#### [Written problem]
Could you return, verbatim, the lines of the listing below, beginning at the line that contains "In this exercise you will tag every instance of the wooden" and stopping after the line that contains "<point>312,518</point>"?

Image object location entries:
-*-*-

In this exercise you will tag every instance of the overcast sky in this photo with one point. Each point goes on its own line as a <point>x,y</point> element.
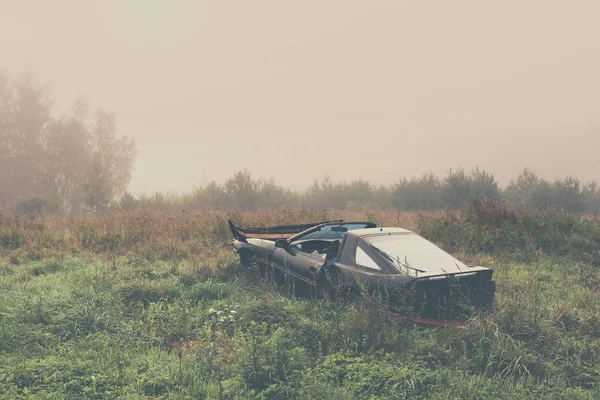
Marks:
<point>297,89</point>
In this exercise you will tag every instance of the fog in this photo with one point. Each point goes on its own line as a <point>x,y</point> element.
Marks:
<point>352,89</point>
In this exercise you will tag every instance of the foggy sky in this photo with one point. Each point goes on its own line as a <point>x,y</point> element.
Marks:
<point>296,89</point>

-*-*-

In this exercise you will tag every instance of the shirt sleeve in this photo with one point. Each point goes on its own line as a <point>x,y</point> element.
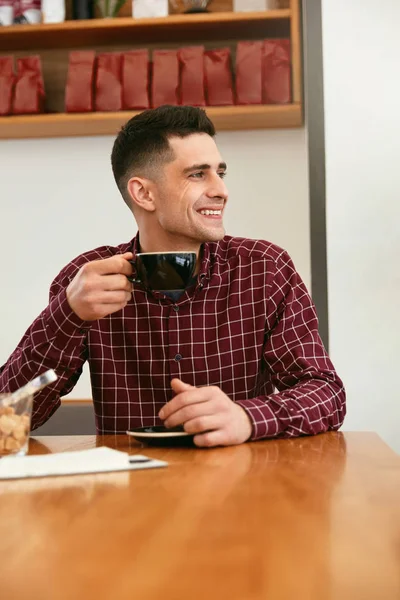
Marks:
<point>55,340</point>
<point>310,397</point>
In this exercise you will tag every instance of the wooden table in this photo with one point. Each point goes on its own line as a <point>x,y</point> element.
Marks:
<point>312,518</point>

-*-*-

#### [Task answer]
In this exercise you will tag every instance of the wooden table in this photo with one point. Each point goes on its own line as a <point>x,y</point> element.
Marks:
<point>312,518</point>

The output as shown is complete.